Set exercise
Retype every entry in its entirety, without alteration.

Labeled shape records
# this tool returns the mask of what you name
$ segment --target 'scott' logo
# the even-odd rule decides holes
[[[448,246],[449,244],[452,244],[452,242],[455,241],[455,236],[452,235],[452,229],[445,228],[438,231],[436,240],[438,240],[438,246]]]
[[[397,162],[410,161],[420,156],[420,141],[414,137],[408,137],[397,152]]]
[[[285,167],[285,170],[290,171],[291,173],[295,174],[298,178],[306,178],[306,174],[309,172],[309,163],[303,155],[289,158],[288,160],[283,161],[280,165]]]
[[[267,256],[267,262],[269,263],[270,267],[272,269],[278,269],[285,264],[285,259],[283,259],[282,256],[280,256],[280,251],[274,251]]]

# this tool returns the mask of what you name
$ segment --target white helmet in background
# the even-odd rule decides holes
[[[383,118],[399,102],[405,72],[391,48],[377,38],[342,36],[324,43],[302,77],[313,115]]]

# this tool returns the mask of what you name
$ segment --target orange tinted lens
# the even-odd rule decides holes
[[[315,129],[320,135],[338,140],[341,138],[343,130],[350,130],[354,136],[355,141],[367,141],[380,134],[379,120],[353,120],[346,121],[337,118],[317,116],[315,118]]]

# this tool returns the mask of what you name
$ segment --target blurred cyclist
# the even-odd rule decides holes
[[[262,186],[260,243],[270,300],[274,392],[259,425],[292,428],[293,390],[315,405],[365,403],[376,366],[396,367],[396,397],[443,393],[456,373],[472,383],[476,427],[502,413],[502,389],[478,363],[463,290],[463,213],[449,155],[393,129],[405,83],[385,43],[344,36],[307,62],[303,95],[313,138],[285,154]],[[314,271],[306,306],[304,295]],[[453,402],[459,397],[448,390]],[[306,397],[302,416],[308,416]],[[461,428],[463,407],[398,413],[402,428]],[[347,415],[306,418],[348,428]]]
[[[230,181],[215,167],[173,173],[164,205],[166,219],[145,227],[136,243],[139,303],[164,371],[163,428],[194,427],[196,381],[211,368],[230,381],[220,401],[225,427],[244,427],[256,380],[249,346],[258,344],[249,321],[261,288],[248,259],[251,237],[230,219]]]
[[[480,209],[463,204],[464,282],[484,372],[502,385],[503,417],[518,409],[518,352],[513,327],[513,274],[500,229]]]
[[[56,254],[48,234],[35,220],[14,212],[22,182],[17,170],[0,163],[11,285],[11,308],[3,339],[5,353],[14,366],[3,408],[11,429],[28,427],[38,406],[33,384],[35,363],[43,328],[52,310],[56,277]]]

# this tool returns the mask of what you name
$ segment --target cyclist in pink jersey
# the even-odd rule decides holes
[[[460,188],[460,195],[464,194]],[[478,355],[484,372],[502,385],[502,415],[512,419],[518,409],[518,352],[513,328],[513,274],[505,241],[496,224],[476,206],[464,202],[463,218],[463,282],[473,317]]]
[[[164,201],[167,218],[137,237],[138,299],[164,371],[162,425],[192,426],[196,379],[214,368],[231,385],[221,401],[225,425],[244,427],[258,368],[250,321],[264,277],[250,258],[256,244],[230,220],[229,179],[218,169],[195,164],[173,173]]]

Correct answer
# this tool returns the mask of what you name
$ segment --target 'scott' logo
# the even-odd rule decides holes
[[[448,246],[449,244],[452,244],[452,242],[455,241],[455,236],[452,235],[452,229],[445,228],[438,231],[436,240],[438,240],[438,246]]]
[[[397,162],[410,161],[420,156],[420,141],[414,137],[408,137],[397,152]]]
[[[285,167],[285,170],[290,171],[291,173],[295,174],[298,178],[306,178],[306,174],[309,172],[309,163],[303,155],[289,158],[288,160],[283,161],[280,165]]]
[[[267,256],[267,262],[269,263],[270,267],[272,269],[278,269],[285,264],[285,259],[283,259],[282,256],[280,256],[280,251],[274,251]]]

# this tool returns the mask of what you name
$ segment --target white helmet in background
# the even-odd rule decides holes
[[[383,118],[399,102],[405,72],[391,48],[377,38],[342,36],[324,43],[302,77],[313,115]]]

# this tool returns the mask of what you name
$ segment --target orange tinted lens
# the even-odd rule decides holes
[[[315,129],[320,135],[338,140],[341,138],[343,130],[350,130],[354,136],[355,141],[367,141],[380,134],[379,120],[353,120],[346,121],[337,118],[317,116],[315,118]]]

# this tool returns the mask of what you name
$ segment --target blurred cyclist
# the even-odd rule decides holes
[[[262,186],[260,243],[270,300],[274,392],[259,425],[292,428],[293,390],[315,405],[365,403],[376,366],[396,367],[396,397],[443,393],[456,373],[472,383],[476,427],[502,413],[502,389],[478,363],[463,290],[463,213],[449,155],[393,129],[405,83],[385,43],[344,36],[307,62],[303,95],[313,138],[285,154]],[[314,271],[306,306],[304,295]],[[453,402],[459,397],[448,390]],[[306,397],[302,416],[308,416]],[[461,428],[463,407],[398,413],[402,428]],[[347,415],[306,418],[348,428]]]
[[[230,181],[215,167],[173,173],[164,205],[166,219],[145,227],[136,243],[139,303],[164,371],[163,428],[194,427],[196,381],[211,368],[230,381],[220,401],[225,427],[244,427],[256,380],[249,346],[258,344],[249,321],[261,288],[248,259],[251,237],[230,219]]]
[[[480,209],[463,204],[464,282],[484,372],[502,385],[503,417],[518,409],[518,352],[513,327],[513,274],[500,229]]]
[[[56,254],[48,234],[35,220],[14,212],[22,182],[17,170],[0,163],[11,285],[11,308],[3,339],[5,353],[14,366],[3,408],[11,429],[28,427],[38,406],[33,384],[35,363],[43,328],[52,310],[56,277]]]

# this tool returns the mask of what you name
$ segment --target cyclist in pink jersey
# the even-odd rule decides holes
[[[460,188],[460,195],[464,194]],[[478,355],[484,372],[502,385],[502,415],[512,419],[518,409],[518,352],[513,328],[513,274],[505,241],[496,224],[476,206],[464,202],[463,218],[463,282],[473,317]]]
[[[164,201],[167,218],[137,237],[138,299],[164,371],[162,425],[192,426],[196,379],[214,368],[231,385],[221,401],[225,425],[244,427],[258,368],[250,321],[264,277],[250,258],[256,244],[230,220],[229,179],[218,169],[195,164],[173,173]]]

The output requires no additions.